──────── Excerpt provided ────────

A few weeks ago I set about creating a new markup language. I wanted to learn more about language parsing, grammars, and the various difficulties involved.
I also had a very specific idea of what I wanted to create: a dead simple alternative to HTML. I’d recently picked up SASS and tried to draw on its succinctness to inspire me. CSS itself is quite succinct in how it declares elements, IDs, classes and attributes. And SASS, drawing on its own inspiration, HAML, adds the elegance of tabbed nesting.
I’d done something similar a while ago, allowing you to get DOM structures from basic CSS selectors:
ul li:5 span[innerHTML="item"] |
Using satisfy() this becomes:
<ul> <li><span>item</span></li> <li><span>item</span></li> <li><span>item</span></li> <li><span>item</span></li> <li><span>item</span></li> </ul> |
But I didn’t want to stop there; I wanted to create a way to define entire HTML documents with minimal syntax. i.e. allowing you write stuff like:
html head title 'something' body h1 a[href=/] 'something' |
Creating the parser
I began by looking into PEGjs, a really impressive parser generator for JavaScript. It allows you to specify the rules of your grammar like so:
Single = Attribute / Element / Text / Directive //... Attribute = name:AttributeName _ ":" _ value:Value (_ ";")? { // This bit is just regular JavaScript... return ['Attribute', [name, value]]; } |
Above specifies the grammar rule, Single, which defines various valid “Single” definitions, such as Attribute, which is also specified above. The Attribute rule references AttributeName:
AttributeName = name:[A-Za-z0-9-_]+ { return name.join(''); } / String |
An AttributeName can be a string of characters matching the pattern [A-Za-z0-9-_]+
or a String (wrapped in quotes), which is also specified in the grammar.

────────

▶ [Exercise set]
- 1) Condense the paragraph in the markup language post that begins "I also had a very specific idea" into a short list of its main points.
- 2) From the markup language post, give back the passage starting with "A few weeks" and going on through "various difficulties involved.".
- 3) Pick up the markup language post right after its last sentence and keep writing in the same voice.

──────── Data below ────────

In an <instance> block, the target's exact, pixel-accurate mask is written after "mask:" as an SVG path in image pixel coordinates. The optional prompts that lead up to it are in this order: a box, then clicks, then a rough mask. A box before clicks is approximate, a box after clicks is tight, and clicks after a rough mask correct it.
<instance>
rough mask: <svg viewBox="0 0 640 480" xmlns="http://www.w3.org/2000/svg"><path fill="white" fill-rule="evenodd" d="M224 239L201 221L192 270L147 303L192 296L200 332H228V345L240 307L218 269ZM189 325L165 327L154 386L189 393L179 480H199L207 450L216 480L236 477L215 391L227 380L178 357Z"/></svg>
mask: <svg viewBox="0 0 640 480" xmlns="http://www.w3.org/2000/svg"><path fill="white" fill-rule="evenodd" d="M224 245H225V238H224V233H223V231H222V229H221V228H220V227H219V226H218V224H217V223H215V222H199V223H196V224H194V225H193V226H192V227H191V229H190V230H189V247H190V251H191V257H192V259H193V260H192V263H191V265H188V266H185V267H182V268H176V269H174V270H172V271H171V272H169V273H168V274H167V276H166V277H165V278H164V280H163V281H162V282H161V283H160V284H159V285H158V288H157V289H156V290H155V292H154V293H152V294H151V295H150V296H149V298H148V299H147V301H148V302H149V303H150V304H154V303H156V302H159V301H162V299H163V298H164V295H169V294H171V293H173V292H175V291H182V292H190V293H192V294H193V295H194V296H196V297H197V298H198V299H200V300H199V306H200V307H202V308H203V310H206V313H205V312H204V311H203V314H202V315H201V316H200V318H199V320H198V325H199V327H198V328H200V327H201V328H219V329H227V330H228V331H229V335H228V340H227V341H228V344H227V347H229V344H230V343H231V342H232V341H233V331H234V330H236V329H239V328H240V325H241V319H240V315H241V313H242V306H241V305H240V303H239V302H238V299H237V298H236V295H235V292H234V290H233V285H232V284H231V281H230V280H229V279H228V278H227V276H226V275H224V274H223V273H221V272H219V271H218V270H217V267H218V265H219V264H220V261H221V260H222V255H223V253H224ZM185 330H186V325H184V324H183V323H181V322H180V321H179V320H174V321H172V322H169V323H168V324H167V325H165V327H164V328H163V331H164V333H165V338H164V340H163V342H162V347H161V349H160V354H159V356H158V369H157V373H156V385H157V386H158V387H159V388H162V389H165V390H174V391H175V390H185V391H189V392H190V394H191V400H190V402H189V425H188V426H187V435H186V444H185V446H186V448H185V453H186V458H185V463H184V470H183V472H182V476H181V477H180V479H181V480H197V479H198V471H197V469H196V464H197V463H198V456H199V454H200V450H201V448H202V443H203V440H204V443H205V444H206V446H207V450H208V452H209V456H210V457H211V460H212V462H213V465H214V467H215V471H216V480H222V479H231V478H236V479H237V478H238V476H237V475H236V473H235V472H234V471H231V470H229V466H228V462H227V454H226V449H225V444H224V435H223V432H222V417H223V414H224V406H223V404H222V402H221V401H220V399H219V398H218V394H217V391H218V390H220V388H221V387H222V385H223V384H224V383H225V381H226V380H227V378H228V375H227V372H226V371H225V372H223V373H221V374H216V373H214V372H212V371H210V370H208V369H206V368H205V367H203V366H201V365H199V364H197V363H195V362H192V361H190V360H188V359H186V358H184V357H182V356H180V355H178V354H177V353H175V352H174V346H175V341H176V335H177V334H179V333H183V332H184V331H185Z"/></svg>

────────

▶ [Answers to this exercise]
- 1)
- The goal was a dead simple alternative to HTML.
- SASS, picked up recently, served as inspiration for its succinctness.
- CSS is already succinct in how it declares elements, IDs, classes and attributes.
- SASS, inspired by HAML, adds the elegance of tabbed nesting.

- 2)
A few weeks ago I set about creating a new markup language. I wanted to learn more about language parsing, grammars, and the various difficulties involved.

- 3)
It’s seemingly dead-simple, although there are gotchas like left-hand-side recursion and poisonously inefficient backtracking. At one point it was taking my parser 700ms to parse this:
a { b { c {} } } |
I found that I was writing rules in such a way that meant there was a lot of backtracking happening. I.e. when the parser tried a rule and failed on it, it would go back to the initial character trying the next alternate rule. In a nutshell, don’t do this:
SomeRule = [a-zA-Z]+ '::' [0-9]+ ';' / [a-zA-Z]+ '::' [0-9]+ |
Instead, just make the semi-colon optional:
SomeRule = [a-zA-Z]+ '::' [0-9]+ ';'? |
This may seem trivial but it’s not always easier to spot for higher level rules. Small optimisations like this matter.
I was able to get that ridiculous 700ms down to 5ms! And there are still improvements to be made.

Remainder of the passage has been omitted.